Required work: Take each line from the entries that holds "roof" and copy it out.

Entries provided:
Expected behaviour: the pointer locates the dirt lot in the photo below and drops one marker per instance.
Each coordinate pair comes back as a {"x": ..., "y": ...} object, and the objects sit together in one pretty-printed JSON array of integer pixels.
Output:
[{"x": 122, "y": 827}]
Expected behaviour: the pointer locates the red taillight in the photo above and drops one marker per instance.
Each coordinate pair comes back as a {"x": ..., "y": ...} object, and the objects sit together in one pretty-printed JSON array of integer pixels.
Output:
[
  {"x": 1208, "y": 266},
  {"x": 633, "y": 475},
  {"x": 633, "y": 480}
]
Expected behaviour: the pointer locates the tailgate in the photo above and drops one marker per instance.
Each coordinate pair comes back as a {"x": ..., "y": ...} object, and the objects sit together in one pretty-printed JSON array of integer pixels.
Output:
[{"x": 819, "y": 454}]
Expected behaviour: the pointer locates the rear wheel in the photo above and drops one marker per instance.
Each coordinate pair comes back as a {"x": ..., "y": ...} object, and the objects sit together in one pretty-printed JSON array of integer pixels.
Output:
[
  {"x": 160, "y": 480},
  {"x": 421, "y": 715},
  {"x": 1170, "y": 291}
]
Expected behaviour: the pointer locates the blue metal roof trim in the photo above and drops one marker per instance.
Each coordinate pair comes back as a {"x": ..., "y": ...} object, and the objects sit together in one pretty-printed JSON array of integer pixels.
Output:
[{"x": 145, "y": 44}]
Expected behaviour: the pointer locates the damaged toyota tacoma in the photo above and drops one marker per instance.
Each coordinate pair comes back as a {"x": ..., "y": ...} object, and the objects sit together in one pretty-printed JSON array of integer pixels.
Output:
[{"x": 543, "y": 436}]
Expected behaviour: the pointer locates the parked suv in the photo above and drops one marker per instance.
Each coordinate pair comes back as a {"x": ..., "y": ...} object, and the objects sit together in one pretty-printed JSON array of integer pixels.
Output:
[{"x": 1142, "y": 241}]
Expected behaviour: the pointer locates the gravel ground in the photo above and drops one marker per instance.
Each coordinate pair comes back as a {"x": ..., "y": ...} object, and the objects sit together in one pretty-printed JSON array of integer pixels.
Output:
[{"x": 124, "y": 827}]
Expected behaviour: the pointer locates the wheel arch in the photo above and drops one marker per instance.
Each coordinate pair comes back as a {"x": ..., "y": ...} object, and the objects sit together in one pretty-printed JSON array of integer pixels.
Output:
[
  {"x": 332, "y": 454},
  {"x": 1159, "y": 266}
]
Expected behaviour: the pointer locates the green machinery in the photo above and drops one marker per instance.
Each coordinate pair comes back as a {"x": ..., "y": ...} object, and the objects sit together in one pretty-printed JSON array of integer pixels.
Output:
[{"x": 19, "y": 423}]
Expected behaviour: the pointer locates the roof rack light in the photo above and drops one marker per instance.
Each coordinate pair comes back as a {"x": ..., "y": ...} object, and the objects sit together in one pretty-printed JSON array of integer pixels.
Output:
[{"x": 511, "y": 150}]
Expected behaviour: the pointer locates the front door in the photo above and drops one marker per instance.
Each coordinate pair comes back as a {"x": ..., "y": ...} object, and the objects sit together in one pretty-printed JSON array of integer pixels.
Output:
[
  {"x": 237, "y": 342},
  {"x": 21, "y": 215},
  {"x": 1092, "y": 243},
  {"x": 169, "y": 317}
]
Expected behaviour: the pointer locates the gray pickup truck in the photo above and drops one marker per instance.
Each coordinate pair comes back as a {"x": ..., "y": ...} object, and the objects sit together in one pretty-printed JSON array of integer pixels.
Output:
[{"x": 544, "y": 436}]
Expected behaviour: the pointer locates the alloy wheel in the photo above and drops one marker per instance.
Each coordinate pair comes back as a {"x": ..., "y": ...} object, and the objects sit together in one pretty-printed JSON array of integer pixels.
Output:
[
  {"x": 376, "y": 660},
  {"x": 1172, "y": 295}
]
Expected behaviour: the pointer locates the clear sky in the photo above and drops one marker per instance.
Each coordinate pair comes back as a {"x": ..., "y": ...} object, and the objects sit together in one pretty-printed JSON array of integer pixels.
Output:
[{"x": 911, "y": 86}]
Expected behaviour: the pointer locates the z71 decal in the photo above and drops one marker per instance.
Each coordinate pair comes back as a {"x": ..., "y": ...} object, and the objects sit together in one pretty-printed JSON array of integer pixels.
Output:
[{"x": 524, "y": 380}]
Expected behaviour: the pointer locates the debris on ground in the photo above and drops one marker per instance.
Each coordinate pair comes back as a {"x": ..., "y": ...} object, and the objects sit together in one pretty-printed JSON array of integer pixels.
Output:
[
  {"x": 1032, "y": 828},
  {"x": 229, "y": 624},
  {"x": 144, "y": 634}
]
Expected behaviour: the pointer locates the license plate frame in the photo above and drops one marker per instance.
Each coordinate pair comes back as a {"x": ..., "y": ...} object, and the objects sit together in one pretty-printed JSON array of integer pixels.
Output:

Exercise result:
Expected behaviour: the pointer locates the blue metal roof trim in the photo above and drops one marker per instance.
Expected behaviour: the pointer locates the roof rack light in the photo above and drops one marker per instance.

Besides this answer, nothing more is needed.